◆ PROBLEM
With the images removed, write out each record exactly as given.
Segment Start: PROVIDED INFORMATION
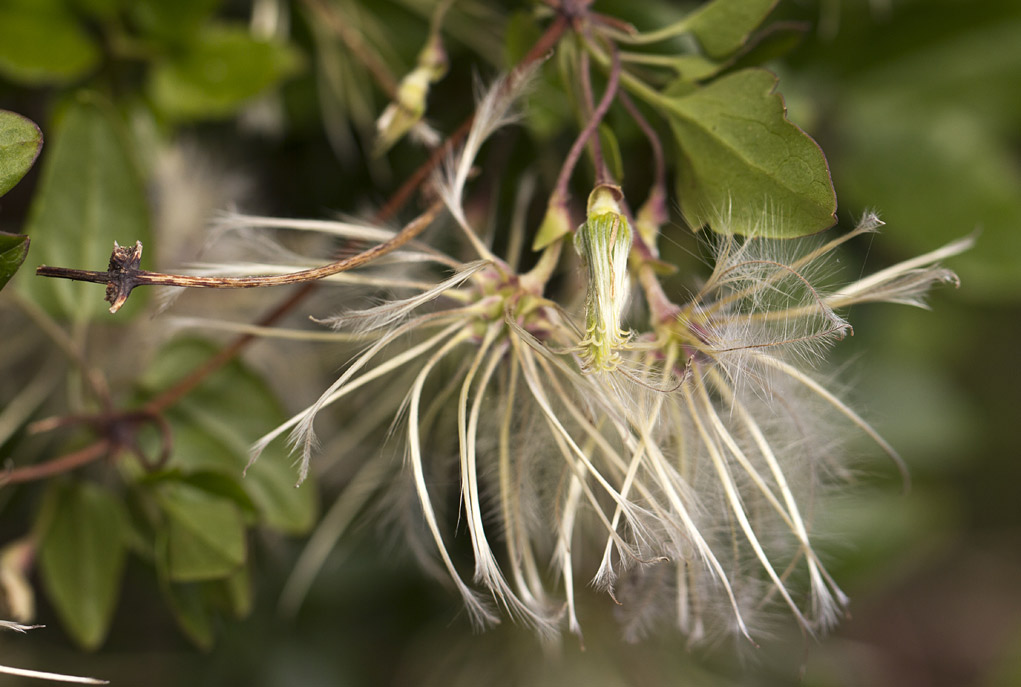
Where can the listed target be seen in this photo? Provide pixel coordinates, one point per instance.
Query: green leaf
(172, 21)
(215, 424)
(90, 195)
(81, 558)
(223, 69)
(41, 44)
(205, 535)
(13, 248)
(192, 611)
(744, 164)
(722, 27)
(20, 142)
Segment End: PROVIDED INFORMATION
◆ ANSWER BELOW
Where can the listed target be seen in this photo? Provide pixel coordinates, one point per instance.
Query: green leaf
(172, 21)
(215, 424)
(90, 195)
(81, 558)
(223, 69)
(41, 44)
(205, 535)
(13, 248)
(192, 611)
(744, 164)
(722, 27)
(20, 142)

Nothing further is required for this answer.